Reproduce everything from the line containing "Where can you spot the entry doorway?" down to the end of the records, swapping "bare soil" for "exposed dirt" and leaving all else unchanged.

DATA SHOWN:

◆ ◆ ◆

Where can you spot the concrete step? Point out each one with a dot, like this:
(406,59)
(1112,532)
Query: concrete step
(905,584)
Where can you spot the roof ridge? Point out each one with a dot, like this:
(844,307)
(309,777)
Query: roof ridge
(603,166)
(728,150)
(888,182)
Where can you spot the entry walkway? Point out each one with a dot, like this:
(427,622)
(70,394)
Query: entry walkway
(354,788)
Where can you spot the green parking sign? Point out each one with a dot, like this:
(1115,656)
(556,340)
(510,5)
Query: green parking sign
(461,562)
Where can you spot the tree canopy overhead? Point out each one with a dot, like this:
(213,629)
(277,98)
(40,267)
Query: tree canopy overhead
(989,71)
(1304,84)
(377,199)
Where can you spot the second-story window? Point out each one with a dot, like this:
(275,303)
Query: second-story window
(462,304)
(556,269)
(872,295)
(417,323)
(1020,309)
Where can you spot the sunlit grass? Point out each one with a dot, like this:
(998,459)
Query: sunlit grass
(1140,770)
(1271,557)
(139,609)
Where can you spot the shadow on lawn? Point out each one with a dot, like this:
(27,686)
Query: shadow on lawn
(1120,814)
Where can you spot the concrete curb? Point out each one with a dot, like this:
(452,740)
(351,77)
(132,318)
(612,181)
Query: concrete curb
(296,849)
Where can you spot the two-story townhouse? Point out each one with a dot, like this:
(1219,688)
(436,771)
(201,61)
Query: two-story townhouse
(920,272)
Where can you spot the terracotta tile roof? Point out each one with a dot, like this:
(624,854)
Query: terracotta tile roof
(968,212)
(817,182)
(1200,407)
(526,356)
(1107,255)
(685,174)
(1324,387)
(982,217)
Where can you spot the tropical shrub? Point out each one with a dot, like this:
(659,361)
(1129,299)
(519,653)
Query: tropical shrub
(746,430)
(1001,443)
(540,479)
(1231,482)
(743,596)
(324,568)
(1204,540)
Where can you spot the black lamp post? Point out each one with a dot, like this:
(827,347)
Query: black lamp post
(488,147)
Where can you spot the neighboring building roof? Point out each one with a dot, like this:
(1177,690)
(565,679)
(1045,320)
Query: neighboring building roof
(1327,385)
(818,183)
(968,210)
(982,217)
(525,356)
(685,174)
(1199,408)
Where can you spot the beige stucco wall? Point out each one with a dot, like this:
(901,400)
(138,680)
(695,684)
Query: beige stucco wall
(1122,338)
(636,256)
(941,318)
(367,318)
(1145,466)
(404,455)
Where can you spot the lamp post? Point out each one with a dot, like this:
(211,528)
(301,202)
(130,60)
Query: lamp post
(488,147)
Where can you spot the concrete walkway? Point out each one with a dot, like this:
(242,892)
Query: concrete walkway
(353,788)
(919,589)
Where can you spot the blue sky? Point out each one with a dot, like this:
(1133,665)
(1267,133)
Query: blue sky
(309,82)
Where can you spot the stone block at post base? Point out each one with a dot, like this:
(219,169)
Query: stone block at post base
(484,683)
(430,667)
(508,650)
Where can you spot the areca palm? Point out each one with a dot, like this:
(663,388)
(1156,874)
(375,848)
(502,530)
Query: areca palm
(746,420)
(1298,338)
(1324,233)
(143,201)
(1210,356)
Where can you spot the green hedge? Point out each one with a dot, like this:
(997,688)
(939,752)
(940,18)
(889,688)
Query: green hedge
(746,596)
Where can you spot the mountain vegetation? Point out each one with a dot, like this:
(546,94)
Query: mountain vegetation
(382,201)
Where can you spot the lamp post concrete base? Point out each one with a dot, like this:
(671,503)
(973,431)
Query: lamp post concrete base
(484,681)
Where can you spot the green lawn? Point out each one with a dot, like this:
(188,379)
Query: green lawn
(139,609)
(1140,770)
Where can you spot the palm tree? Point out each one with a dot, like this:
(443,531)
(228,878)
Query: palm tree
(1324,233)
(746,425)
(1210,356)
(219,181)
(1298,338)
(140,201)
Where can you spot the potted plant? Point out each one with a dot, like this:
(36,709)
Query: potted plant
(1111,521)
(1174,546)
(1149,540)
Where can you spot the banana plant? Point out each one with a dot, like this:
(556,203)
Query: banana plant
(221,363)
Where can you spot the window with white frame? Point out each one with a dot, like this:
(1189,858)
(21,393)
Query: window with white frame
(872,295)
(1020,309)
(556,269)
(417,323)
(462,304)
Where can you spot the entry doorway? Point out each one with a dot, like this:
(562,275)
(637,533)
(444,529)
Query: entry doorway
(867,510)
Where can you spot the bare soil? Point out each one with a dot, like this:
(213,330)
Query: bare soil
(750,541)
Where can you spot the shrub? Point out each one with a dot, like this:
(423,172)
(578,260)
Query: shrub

◆ ◆ ◆

RESULT OF THE EXERCISE:
Where can you spot the entry doorway? Point out each one with a dot, like this:
(562,275)
(637,533)
(444,529)
Query: entry doorway
(867,510)
Where can you spot the exposed dirt? Point out each one with a dot, like this:
(213,330)
Query: exposed dirt
(750,541)
Where can you spot the shrub? Point out each one with a dot, like this:
(423,172)
(578,260)
Query: shrub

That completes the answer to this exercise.